• _Data supplied_
+ + + + + + +

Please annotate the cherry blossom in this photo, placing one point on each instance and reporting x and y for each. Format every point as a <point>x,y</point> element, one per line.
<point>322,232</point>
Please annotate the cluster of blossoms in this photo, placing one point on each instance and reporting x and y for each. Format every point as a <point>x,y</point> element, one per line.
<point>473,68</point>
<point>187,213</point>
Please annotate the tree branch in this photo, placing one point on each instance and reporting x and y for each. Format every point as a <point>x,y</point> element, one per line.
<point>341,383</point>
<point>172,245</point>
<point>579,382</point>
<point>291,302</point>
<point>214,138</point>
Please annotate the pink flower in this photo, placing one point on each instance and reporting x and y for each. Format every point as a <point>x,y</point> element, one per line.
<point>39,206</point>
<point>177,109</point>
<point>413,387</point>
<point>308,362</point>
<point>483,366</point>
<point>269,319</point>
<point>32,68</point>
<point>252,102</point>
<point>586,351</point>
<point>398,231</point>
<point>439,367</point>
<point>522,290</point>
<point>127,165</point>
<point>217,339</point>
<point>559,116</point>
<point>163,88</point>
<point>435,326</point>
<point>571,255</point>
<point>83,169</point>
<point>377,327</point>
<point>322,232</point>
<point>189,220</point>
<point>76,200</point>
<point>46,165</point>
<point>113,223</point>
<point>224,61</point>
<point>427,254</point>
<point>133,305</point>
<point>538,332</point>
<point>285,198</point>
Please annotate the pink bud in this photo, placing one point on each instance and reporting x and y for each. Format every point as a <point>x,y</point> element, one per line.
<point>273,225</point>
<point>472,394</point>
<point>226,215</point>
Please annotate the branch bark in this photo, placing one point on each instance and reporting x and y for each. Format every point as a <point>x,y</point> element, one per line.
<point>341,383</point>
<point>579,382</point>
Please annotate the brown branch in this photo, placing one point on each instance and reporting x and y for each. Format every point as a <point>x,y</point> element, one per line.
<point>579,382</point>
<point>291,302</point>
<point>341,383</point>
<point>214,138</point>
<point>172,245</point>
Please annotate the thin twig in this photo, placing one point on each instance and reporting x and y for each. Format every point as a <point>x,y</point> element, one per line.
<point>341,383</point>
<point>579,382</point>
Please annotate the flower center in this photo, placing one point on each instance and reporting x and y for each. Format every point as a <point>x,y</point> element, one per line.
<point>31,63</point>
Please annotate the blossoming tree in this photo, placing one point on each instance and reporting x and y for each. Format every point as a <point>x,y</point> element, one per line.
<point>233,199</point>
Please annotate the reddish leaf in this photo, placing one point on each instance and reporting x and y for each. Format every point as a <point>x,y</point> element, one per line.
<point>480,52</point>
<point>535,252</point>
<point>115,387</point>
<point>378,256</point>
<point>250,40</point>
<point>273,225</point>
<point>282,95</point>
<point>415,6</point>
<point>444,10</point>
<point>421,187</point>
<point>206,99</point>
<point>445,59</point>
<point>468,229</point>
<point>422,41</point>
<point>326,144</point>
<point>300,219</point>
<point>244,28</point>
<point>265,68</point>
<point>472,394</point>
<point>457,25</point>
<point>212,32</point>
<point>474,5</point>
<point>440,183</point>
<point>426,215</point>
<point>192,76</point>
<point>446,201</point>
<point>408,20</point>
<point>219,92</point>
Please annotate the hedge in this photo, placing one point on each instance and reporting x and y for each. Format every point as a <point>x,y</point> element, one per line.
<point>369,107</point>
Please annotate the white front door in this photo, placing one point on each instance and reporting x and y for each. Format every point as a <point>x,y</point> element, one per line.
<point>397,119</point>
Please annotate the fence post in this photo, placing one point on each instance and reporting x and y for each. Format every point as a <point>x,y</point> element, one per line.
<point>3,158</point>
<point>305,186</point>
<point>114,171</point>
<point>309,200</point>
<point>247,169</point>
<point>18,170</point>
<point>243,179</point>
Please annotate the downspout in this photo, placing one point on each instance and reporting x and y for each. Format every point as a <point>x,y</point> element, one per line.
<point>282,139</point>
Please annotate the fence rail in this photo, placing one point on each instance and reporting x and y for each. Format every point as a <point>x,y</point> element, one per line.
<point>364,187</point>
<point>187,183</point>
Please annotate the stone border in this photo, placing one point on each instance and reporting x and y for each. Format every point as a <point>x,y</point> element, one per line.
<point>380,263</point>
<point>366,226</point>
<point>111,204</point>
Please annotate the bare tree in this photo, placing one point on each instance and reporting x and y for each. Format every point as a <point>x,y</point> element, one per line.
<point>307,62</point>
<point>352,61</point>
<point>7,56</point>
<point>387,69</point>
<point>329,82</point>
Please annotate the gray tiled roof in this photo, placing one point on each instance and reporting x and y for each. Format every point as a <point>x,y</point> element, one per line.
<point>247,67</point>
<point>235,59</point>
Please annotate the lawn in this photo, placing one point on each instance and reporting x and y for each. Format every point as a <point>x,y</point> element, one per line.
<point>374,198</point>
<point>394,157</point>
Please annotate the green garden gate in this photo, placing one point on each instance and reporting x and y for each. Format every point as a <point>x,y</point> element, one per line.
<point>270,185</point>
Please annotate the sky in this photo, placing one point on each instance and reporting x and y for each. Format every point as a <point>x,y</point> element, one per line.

+ + + + + + +

• _Task requirements_
Every line of the material should come back unchanged.

• _Task response_
Please annotate the cherry blossom in this photo, placing one point on each instance and reporting x and y for each. Format every point as a <point>x,y</point> element, one per line.
<point>322,232</point>
Please annotate the cluster of blossoms in this photo, placing one point on each instance and reporting x and y for each. Format every point as a <point>x,y</point> element, one per line.
<point>473,68</point>
<point>187,213</point>
Please annotate the tree branch in this photo, placing one point on each instance and reporting x and y for each. Format every point as a <point>x,y</point> element, one per line.
<point>341,383</point>
<point>172,245</point>
<point>579,382</point>
<point>291,302</point>
<point>214,138</point>
Please annotate the pink flower in this photo, placing one point on each instance and reporting x and y for each. Format every point as a <point>x,y</point> element, one per line.
<point>39,206</point>
<point>177,109</point>
<point>413,387</point>
<point>308,362</point>
<point>483,366</point>
<point>269,319</point>
<point>32,68</point>
<point>252,102</point>
<point>586,351</point>
<point>398,231</point>
<point>439,367</point>
<point>522,290</point>
<point>127,165</point>
<point>217,339</point>
<point>559,116</point>
<point>163,88</point>
<point>435,326</point>
<point>571,255</point>
<point>83,169</point>
<point>377,327</point>
<point>322,232</point>
<point>189,220</point>
<point>76,200</point>
<point>46,165</point>
<point>113,223</point>
<point>224,61</point>
<point>427,254</point>
<point>133,305</point>
<point>538,332</point>
<point>285,198</point>
Please annotate the pink bud in this photo, placing one point on each instance and reporting x and y for each. Format every point as a <point>x,y</point> element, one per line.
<point>273,225</point>
<point>472,394</point>
<point>226,215</point>
Please annotate the branch bark in this photo, placing one point on each instance and reporting x and y for each. Format every point as a <point>x,y</point> element, one per line.
<point>341,383</point>
<point>579,382</point>
Please annotate the brown branch in this photo, placing one point on each instance and reporting x and y for each. Format every point as a <point>x,y</point> element, one per line.
<point>579,382</point>
<point>291,302</point>
<point>341,383</point>
<point>214,138</point>
<point>172,245</point>
Please annotate the thin twig in this photo, placing one point on each instance and reporting x and y for each. Format every point as a <point>x,y</point> element, one per line.
<point>341,383</point>
<point>579,382</point>
Please annotate the flower center in this photo, placing one point on each instance and reporting x and y for each. Format every point as a <point>x,y</point> element, one per line.
<point>31,63</point>
Please annotate the blossoming tree in this photo, placing one point on each instance and reporting x and y for each. Format every point as a <point>x,y</point> element, one per line.
<point>233,199</point>
Please annotate the reddish leaf in this photo, placing one point on each instance and reporting x and y for each. Format every point as a <point>x,y</point> element, one per line.
<point>480,52</point>
<point>535,252</point>
<point>115,387</point>
<point>378,256</point>
<point>250,40</point>
<point>273,225</point>
<point>282,95</point>
<point>415,6</point>
<point>444,10</point>
<point>421,187</point>
<point>206,99</point>
<point>445,59</point>
<point>468,229</point>
<point>422,41</point>
<point>326,144</point>
<point>300,219</point>
<point>244,28</point>
<point>265,68</point>
<point>472,394</point>
<point>457,25</point>
<point>212,32</point>
<point>474,5</point>
<point>440,183</point>
<point>426,215</point>
<point>192,76</point>
<point>446,201</point>
<point>408,20</point>
<point>219,92</point>
Please annotate the hedge in this photo, placing one point on each instance and reporting x and y for each. Format every point as a <point>x,y</point> element, one per line.
<point>369,107</point>
Please annotate the white front door in this photo, placing one point on each instance and reporting x and y for each. Format every point as a <point>x,y</point> element, one per line.
<point>397,119</point>
Please annotate the fence post in this photo, placing one point on each instance and reporting x and y for each. Format every point as a <point>x,y</point> element, one per line.
<point>3,158</point>
<point>305,186</point>
<point>114,171</point>
<point>309,200</point>
<point>247,169</point>
<point>18,170</point>
<point>243,179</point>
Please annotate the downspout in this photo, placing one point on each instance and reporting x and y for each. Format every point as a <point>x,y</point> element, one per line.
<point>282,139</point>
Please annotate the fence rail in this photo, placing one point on each instance and reporting x and y for each. Format every point as a <point>x,y</point> element, one per line.
<point>364,187</point>
<point>187,183</point>
Please annotate the stone border in this photo, placing one point on each instance and reporting x and y for each. Format every point as a <point>x,y</point> element, one per line.
<point>380,263</point>
<point>366,226</point>
<point>111,204</point>
Please annotate the bare tree in this photo, placing one point on each instance and reporting x and y for each. Format every point as a <point>x,y</point> element, one per line.
<point>307,62</point>
<point>352,61</point>
<point>7,56</point>
<point>387,69</point>
<point>329,82</point>
Please annotate the gray tiled roof in this photo, placing one point on each instance and reporting x and y for each. Format every point as a <point>x,y</point> element, one per line.
<point>247,67</point>
<point>235,59</point>
Please annotate the lawn in this photo, placing one point on each instance and reporting x and y for each. Format every point as a <point>x,y</point> element, one per line.
<point>374,198</point>
<point>394,157</point>
Please annotate the green garden gate in this photo, placing one point on each instance and reporting x and y for each. Format every point as a <point>x,y</point> element, one per line.
<point>270,185</point>
Please annotate the sky in this photo, placing one point on each instance and reporting x and y for each. Format every point as a <point>x,y</point> element, one per line.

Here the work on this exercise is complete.